§ What this task involves
Can you write out the whole listing exactly?
---- Data records
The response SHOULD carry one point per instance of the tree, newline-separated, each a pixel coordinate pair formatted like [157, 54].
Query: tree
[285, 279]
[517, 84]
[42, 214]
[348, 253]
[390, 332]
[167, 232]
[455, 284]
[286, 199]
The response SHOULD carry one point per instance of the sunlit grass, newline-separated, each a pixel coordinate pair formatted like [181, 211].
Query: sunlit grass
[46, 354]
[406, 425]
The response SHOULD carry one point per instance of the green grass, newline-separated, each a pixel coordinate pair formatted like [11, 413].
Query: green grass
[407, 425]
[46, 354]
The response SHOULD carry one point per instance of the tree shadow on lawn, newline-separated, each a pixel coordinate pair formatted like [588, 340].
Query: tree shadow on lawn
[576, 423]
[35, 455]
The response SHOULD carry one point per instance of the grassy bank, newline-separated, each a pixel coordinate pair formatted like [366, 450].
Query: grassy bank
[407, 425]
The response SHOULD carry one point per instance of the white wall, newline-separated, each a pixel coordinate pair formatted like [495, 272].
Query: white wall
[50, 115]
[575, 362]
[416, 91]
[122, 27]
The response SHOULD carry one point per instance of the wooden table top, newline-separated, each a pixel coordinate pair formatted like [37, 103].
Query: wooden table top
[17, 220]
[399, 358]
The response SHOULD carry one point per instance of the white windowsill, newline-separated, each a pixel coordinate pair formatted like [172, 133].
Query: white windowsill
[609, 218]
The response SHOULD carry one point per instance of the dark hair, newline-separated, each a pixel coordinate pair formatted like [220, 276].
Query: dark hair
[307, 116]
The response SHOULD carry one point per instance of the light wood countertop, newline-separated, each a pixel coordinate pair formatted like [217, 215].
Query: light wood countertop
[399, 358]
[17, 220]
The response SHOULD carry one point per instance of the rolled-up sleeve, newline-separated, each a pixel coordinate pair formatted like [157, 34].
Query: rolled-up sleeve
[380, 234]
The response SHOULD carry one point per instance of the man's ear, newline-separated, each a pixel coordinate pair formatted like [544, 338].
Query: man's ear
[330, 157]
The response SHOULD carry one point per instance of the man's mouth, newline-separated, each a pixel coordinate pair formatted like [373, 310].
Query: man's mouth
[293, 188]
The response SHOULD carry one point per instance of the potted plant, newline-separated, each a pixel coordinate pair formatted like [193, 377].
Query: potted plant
--------
§ Final result
The response SHOULD carry one point per instance of the tree, newline-separated, each a pixel coordinate pair formatted like [157, 54].
Query: tree
[285, 279]
[517, 84]
[42, 214]
[348, 253]
[390, 332]
[167, 232]
[455, 284]
[286, 199]
The response SHOULD carry one point per instance of the sunlit grass, newline-separated, each a pixel coordinate pair formatted like [181, 211].
Query: sunlit grass
[46, 354]
[406, 425]
The response SHOULD carry one point per instance of the green grass, newline-separated, each a pixel coordinate pair formatted like [11, 413].
Query: green grass
[407, 425]
[46, 354]
The response SHOULD carry one point per instance of the tree shadow on lawn, newline-separated, each a pixel coordinate pair formatted like [588, 340].
Query: tree shadow on lawn
[576, 423]
[35, 455]
The response SHOULD carry one point per instance of the grassy bank, newline-separated, each a pixel coordinate pair formatted like [366, 450].
Query: grassy bank
[407, 425]
The response SHOULD carry one point per instance of the white wall, newline-separated, each a pixel coordinate pair formatted like [495, 272].
Query: white wall
[50, 115]
[575, 362]
[416, 91]
[122, 27]
The response SHOULD carry one point per instance of the wooden table top, newline-separated, each a pixel coordinate pair formatted like [37, 103].
Query: wooden table top
[17, 220]
[399, 358]
The response SHOULD carry one point per instance of the white windowsill, newline-separated, each a pixel coordinate pair formatted like [172, 133].
Query: white windowsill
[609, 218]
The response SHOULD carry one point per instance of the dark hair, newline-separated, each a pixel coordinate pair formatted like [220, 276].
Query: dark hair
[307, 116]
The response SHOULD carry one point per instance of the light wood countertop, newline-separated, each a pixel coordinate pair formatted like [217, 215].
Query: light wood countertop
[399, 358]
[17, 220]
The response SHOULD carry one point per instance of the rolled-up sleeve, newline-separated, each a pixel coordinate pair formatted like [157, 34].
Query: rolled-up sleeve
[380, 234]
The response SHOULD carry one point per instance of the man's ear, newline-separated, each a pixel coordinate pair formatted like [544, 338].
Query: man's ear
[330, 157]
The response SHOULD carry one point per instance of the man's mouth, newline-separated, each a pixel coordinate pair formatted like [373, 310].
Query: man's mouth
[293, 188]
The response SHOULD carry one point per instance of the potted plant, newline-separated, each a pixel coordinate pair formatted like [193, 377].
Query: potted plant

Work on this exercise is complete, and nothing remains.